Exercise goal ::
Recast the material, from its first line through the line containing "[0,0,300,31]" inclusive, as a JSON list of strings with one string per line and blank lines omitted.
═════ Listing
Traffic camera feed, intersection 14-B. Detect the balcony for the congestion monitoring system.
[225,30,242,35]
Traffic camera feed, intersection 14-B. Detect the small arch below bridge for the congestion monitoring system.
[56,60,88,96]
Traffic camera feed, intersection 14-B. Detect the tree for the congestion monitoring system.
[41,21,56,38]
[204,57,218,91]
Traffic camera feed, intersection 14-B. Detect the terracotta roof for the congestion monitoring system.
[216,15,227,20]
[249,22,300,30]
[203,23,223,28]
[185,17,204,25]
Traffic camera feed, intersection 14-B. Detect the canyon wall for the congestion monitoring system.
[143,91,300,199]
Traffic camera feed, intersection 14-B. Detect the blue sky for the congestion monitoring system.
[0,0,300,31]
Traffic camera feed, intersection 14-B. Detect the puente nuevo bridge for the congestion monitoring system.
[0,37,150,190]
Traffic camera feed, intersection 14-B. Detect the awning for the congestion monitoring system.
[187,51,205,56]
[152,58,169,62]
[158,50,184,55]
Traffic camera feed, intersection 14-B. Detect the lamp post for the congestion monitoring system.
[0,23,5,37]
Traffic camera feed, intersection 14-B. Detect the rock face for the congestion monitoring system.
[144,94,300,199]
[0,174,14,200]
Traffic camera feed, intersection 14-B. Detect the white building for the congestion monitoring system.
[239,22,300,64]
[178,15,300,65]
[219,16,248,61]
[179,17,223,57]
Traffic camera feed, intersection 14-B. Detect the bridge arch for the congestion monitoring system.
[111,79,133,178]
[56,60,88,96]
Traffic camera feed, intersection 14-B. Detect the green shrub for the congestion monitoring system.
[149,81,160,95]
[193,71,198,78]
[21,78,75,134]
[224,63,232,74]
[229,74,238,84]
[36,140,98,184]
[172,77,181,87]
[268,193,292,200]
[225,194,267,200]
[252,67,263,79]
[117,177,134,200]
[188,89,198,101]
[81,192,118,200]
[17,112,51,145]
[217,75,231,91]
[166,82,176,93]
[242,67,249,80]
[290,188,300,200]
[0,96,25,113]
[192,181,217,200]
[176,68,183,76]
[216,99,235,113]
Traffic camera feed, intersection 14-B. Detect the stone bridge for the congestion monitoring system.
══════════
Completed task ::
[
  "Traffic camera feed, intersection 14-B. Detect the balcony for the congestion monitoring system.",
  "[225,30,242,35]",
  "Traffic camera feed, intersection 14-B. Detect the small arch below bridge for the congestion monitoring system.",
  "[56,60,88,96]",
  "Traffic camera feed, intersection 14-B. Detect the tree for the congestion monitoring system.",
  "[41,21,56,38]",
  "[204,57,218,91]",
  "Traffic camera feed, intersection 14-B. Detect the terracotta roof for the congestion monitoring system.",
  "[216,15,227,20]",
  "[249,22,300,30]",
  "[203,23,223,28]",
  "[185,17,204,25]",
  "Traffic camera feed, intersection 14-B. Detect the canyon wall for the congestion monitoring system.",
  "[143,91,300,199]",
  "Traffic camera feed, intersection 14-B. Detect the blue sky for the congestion monitoring system.",
  "[0,0,300,31]"
]